Work to be completed:
Scan the data below and report how many lines include the word "water". Nothing else is wanted.

Data for the task:

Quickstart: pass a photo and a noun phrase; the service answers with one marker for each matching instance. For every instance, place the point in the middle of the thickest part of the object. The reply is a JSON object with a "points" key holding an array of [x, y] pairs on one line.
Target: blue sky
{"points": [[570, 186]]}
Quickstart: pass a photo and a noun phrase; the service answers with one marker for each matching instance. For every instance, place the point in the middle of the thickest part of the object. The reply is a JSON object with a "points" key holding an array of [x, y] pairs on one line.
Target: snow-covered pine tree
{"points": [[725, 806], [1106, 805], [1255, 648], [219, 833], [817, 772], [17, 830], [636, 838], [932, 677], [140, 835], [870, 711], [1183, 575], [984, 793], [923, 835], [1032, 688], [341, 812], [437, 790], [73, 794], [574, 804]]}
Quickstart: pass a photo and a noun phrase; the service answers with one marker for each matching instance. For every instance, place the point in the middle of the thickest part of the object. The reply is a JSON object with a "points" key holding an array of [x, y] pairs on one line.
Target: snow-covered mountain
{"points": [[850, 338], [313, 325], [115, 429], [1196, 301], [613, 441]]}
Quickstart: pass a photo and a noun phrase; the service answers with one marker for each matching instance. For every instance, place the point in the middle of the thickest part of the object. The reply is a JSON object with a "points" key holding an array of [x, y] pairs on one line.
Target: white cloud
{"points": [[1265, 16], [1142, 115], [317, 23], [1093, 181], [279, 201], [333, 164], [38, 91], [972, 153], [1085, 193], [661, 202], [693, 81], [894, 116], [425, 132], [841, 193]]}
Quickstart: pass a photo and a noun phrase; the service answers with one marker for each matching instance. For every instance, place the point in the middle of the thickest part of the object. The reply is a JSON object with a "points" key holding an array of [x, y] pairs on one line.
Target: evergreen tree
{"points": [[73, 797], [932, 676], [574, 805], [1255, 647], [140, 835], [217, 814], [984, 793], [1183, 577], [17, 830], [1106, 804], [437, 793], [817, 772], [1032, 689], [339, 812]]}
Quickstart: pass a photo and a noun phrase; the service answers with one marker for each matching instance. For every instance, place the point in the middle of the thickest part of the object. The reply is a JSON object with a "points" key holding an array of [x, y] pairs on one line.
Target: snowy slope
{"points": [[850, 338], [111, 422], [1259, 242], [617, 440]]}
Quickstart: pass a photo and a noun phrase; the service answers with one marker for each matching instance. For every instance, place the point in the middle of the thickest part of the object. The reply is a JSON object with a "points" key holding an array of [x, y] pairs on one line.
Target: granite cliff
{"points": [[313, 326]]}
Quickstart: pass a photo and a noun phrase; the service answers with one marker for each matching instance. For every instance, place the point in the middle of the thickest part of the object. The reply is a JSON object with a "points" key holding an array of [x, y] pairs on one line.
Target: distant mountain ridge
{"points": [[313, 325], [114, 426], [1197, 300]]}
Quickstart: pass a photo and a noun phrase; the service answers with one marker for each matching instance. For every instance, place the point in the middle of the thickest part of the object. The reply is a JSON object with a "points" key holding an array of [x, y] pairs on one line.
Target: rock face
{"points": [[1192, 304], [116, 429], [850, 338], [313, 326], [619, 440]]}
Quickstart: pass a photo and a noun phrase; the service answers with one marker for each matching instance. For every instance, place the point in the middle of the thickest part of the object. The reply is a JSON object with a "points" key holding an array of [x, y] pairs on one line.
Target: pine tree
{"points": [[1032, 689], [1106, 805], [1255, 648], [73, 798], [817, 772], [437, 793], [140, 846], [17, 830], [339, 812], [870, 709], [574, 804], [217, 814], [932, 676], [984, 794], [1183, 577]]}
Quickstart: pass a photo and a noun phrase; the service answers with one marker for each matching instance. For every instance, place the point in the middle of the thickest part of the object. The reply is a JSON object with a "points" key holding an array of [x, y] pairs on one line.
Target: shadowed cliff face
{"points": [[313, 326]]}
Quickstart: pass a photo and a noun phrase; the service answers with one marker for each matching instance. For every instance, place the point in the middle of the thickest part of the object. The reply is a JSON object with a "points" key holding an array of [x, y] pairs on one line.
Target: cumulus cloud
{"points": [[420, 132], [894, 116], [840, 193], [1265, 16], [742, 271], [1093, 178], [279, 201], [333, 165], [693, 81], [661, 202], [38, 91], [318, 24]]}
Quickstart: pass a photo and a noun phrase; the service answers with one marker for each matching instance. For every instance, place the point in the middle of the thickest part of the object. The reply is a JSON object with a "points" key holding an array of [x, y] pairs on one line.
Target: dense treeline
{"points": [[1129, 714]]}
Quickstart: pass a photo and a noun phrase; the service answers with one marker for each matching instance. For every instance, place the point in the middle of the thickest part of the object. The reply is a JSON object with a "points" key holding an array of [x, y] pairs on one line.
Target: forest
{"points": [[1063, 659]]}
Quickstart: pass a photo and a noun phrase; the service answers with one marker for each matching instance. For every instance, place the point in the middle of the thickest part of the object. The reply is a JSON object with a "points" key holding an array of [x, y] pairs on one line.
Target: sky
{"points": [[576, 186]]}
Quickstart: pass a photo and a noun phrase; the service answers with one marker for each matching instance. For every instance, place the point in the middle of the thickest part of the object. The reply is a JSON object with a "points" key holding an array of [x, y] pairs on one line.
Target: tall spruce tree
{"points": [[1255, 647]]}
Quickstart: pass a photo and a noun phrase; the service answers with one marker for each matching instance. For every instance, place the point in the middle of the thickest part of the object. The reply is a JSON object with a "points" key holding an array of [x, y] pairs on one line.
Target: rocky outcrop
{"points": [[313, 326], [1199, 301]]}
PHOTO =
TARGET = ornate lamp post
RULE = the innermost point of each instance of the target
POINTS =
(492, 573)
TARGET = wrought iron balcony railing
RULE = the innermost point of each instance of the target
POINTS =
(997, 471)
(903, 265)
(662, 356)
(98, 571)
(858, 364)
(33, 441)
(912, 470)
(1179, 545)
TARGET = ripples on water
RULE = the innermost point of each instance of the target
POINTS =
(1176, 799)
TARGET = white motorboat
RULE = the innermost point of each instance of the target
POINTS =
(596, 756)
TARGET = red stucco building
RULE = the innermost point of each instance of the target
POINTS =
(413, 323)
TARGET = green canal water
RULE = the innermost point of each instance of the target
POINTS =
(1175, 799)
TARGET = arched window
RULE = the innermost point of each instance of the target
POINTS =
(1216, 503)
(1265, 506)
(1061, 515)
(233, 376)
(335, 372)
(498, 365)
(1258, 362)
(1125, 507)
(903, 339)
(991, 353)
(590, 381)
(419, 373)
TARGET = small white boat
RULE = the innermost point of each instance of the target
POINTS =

Answer section:
2